▶ _Written task_
Display every line of the data that contains the string "Query".

▶ _Data supplied_
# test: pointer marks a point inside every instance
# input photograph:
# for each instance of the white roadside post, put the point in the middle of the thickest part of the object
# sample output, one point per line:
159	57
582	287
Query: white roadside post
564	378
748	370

==

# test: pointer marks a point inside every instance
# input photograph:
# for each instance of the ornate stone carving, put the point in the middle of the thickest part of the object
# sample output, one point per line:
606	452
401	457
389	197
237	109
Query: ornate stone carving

▶ _Finished answer_
Query: white roadside post
Query: ornate stone carving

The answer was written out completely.